== Excerpted text ==

A key skill within project management is effective relationship management; I know some exceptional communicators and also know some who think they are exceptional communicators – unfortunately it is difficult to break through a hardened ego shell so this article is aimed at those who remain open minded to improving or honing their skill. Behaviours play a big part of relationship management and building – gaining respect doesn’t purely come from a shining track record of stellar delivery, it comes from a few factors:

  1. Respecting others – show interest in individuals and understand what their drivers are, listen to them and hold on to the information.
  2. Be genuine – we are all human, admit your mistakes and set your limits.
  3. Support others awareness of you, share interests and values.
  4. Demonstrate integrity – practice what you preach, roll your sleeves up and work with others.

handshake

Connect with others by listening, create a positive environment where you demonstrate a personal investment in the relationship, apply appropriate boundaries and gain a clear sense of what individuals are saying, build rapport and encourage others to listen in return.

When in a scenario you should look to apply the following:

  • Acknowledge what is being said, register what is happening.
  • Identify their intentions – what is it they hope to achieve.
  • Review – consider the conversation and either respond there or give a time when you will be able to provide a response.

Always ensure conversations have a healthy balance of input and response, listen, offer support or solutions, listen, confirm understanding, listen, reflect and summarise. Make observations; provide feedback and/or opinions, challenge views, offer relevant examples/stories and advice. Don’t talk over others – let them have their say, but keep in control of the discussion.

Project Management Interviews – keeping it on track

Over the years in recruiting project professionals I have found one of the key pieces of feedback from clients is that candidates have been unclear answering questions at interview. Often starting off with an example of when they did XYZ and going off on a tangent so not covering the response effectively. This is easy enough to do when the pressure is on and you are trying to convey a great deal of information.

The key to answering the question rather than missing the point is to think about what you have been asked and think about an example which clearly demonstrates the skill being questioned. Preparation before an interview is required, by taking the job description and looking at the list of requirements you can gauge the types of questions which will be asked and from there you can think about your examples.

===
== Dataset excerpts ==

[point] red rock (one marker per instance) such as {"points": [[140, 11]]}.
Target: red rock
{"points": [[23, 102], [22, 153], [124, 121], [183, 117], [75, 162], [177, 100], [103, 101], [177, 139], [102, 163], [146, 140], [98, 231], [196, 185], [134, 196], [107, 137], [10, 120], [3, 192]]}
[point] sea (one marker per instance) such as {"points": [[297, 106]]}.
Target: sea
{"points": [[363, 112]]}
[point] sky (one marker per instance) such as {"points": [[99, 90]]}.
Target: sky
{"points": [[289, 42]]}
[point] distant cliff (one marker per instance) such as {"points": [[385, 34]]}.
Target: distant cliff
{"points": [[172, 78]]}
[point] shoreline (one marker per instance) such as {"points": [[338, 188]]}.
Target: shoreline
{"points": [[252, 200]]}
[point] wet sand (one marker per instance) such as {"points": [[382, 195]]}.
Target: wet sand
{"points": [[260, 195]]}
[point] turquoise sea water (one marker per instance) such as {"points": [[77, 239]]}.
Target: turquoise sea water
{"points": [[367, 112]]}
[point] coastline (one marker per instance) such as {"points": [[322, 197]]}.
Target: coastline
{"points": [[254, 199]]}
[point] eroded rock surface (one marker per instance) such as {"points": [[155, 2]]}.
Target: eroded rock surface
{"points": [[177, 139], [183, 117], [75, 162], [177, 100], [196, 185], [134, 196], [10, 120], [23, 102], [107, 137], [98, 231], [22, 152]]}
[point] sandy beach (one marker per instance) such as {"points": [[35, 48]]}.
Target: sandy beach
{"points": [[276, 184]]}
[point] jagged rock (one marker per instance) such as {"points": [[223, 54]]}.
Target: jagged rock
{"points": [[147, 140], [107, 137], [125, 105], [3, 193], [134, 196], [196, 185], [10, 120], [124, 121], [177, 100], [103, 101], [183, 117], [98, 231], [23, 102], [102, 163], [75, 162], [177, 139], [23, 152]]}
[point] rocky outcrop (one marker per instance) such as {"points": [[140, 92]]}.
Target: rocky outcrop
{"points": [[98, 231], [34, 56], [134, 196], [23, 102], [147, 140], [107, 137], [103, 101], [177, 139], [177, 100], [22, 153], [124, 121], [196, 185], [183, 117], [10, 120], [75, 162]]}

===

__Directives__
- A) Reproduce the project management excerpt from "Over the years" down to "deal of information.", keeping every word as it stands.
- B) Resume the project management excerpt after its last sentence and carry it forward in the same manner.

__Responses in order__
- A)
Over the years in recruiting project professionals I have found one of the key pieces of feedback from clients is that candidates have been unclear answering questions at interview. Often starting off with an example of when they did XYZ and going off on a tangent so not covering the response effectively. This is easy enough to do when the pressure is on and you are trying to convey a great deal of information.

- B)
  • Set the scene – give enough information for the interviewer to understand what it is you were delivering / supporting or the task in hand
  • Talk about your actions – I know we work in teams on projects but the interviewer wants to know what you did, so avoid talking about what we did and talk about what you did!
  • The outcome – what actually happened, talk about the result so the interviewer can understand how effective your actions were.

Here is an interview question and response to demonstrate how to structure your responses:

Interviewer:“Give me an example of when you have dealt with widely dispersed stakeholders?”

Candidate:

“When I was managing the new IT desktop roll out of Windows 7 at XXXX I was responsible for a number of technical teams based at head office and out at various divisions across the UK. The stakeholders were internal people such as a board member (the sponsor), head of IT (head of programmes), senior project managers and teams based at 4 different locations and external stakeholders such as the software development company project managers and technical teams.

I created a stakeholder map which clearly identified all the stakeholders in order of importance and a plan which covered communications. It became apparent that I would need to meet the key stakeholders on a regular basis to ensure project milestones were clear and everyone involved could gain a clear perspective of where we were in the plan and highlight any bottle necks which couldn’t be addressed at my clearance level.

The result meant that I had bi-weekly meetings with key stakeholders and regular “on the ground” reporting from workstream leads to ensure the work was being completed in a timely fashion whilst checking against the benefits to keep the senior management team on board with operations.”

The above example is rather generic but you get the idea – setting the scene to give the interviewer enough insight into what was being delivered and then talking through who the stakeholders are to demonstrate your understanding of who stakeholders are and how to harness a communications plan followed by the end result is giving the interviewer the right kind of information without going into chapter and verse and detracting away from the question and more importantly the answer.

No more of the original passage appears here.